◆ **Problem 1**
Reproduce, word for word, the stretch of the router forum thread from "johnwill is better" through "a couple numbers?".
◆ **Problem 2**
Collect every line of the entries that contains the string "front"; case counts.

◆ **Excerpted passage**
# router wont renew ip address



## scroat

greetings!
i have an incredibly annoying problem its driving me insane... home network setup: speedtouch alcatel 570 modem router connected wired to this, my mate's pc, and wireless to two pcs out back (one mine). all on xp sp2. netgear wg311 manages wireless config. everything working fine til 2 weeks ago when morning boot fails to connect to network: cant ping router at all; said "destinstion host unreachable". repairing only leads to " unable to renew ip" message. so i set static ip and presto! now i get both netwrk icons saying connected, rather than the netgear being on the network and the other one saying "limited or no connectivity". so, with static ip it all says "connected", but now still wont ping router! this time it "time out" and i cant get net. so i release and renew and... nothing. most advice says to make it auto assign but tcp/ip properties on auto assign etc... alresdy. i thought it was the router so i bought a netgear wired modem router and it wouldnt set up, but thats another story! so im back on the speedtouch cos i can at least get on net lol. the other wireless conn. dropped at same time. we r going mad!:upset:


----------



## scroat

o yeah and the pc im on now didnt lose its connectivity (wired) but if i plug my pc into wire it wont renew ip to that either. the speedtouch config pages say its all good! but it aint. its very very bad! i realise my comm. skills arent great but i am trying so hard to get this sorted i hope u can decipher the problem and help me out! regards, scroat


----------



## johnwill

Start with this Automated WINSOCK Fix for XP, reboot and test. If that doesn't do it, try these two commands.

*TCP/IP stack repair options for use with Windows XP with SP2.*

For these commands, *Start, Run, CMD* to open a command prompt.

Reset WINSOCK entries to installation defaults: *netsh winsock reset catalog*

Reset TCP/IP stack to installation defaults. *netsh int ip reset reset.log*

Reboot and test. If it's still not working, do this:

Start, Run, CMD to open a DOS window:

Type the following command:

*IPCONFIG /ALL*

Right click in the command window and choose *Select All*, then hit *Enter*.
Paste the results in a message here.


----------



## scroat

*cheers*

am waiting 4 mate to get back he has a flash drive to grab auto fix have done command lines, no go. still stuck on renewing ip, i think it must be the router config. will post the ipconfig results when the usb drive rocks up. a tech friend installed the router and set it up he is awol last two weeks- left for no phone land the day it stuffed up lol- unless i can crack it will have to hope he comes back haha. ta 4 reply dude will get back when i solve it,... or not : /


----------



## Volt-Schwibe

johnwill is better at this than i am, but out of curiosity's sake i need to ask this,

in the router's config tables, is the "ip pool" set up for more than a couple numbers?

◆ **Recorded data**

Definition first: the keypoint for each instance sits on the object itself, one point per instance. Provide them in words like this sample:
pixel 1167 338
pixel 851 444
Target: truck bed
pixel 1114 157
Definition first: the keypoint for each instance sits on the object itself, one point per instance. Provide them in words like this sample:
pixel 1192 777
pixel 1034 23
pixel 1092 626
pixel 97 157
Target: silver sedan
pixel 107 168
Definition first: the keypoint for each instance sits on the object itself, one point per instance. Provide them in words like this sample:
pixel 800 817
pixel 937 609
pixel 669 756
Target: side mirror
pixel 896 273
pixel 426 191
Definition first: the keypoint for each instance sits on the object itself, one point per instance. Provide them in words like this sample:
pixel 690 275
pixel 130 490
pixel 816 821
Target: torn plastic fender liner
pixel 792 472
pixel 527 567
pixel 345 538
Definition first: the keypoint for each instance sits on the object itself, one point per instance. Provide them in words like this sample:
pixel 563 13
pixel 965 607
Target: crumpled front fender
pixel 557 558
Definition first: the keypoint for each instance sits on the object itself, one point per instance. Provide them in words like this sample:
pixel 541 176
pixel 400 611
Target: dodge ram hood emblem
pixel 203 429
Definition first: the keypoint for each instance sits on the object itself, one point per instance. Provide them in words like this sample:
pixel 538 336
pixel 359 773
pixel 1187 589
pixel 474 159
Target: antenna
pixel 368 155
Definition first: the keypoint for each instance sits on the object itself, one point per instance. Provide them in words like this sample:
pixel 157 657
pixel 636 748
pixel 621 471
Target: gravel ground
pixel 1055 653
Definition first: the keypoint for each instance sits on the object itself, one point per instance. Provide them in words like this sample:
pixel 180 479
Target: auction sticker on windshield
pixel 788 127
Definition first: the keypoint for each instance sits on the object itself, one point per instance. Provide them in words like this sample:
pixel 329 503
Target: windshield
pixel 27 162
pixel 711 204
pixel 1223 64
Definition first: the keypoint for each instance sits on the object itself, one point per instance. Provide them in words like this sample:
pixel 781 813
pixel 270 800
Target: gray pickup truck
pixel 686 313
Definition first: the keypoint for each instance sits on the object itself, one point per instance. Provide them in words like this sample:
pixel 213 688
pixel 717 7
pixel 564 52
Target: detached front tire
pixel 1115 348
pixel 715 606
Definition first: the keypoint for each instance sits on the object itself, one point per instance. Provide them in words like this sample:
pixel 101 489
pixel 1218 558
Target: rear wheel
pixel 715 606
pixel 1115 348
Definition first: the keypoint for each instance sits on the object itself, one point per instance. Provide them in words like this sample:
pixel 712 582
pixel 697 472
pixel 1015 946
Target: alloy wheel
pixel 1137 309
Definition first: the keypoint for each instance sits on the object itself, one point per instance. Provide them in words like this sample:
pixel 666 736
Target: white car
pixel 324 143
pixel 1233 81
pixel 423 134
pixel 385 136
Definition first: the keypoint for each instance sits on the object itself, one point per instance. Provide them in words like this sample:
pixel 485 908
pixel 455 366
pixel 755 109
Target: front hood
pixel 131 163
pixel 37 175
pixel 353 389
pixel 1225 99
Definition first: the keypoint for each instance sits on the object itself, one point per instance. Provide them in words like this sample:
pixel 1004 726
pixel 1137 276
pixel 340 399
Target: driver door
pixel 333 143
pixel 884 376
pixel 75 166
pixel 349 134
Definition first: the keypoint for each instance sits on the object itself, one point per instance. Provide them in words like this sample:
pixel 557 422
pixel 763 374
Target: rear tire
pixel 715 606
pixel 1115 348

◆ **Task answer 1**
johnwill is better at this than i am, but out of curiosity's sake i need to ask this,

in the router's config tables, is the "ip pool" set up for more than a couple numbers?

◆ **Task answer 2**
Target: crumpled front fender
Target: detached front tire
Target: front hood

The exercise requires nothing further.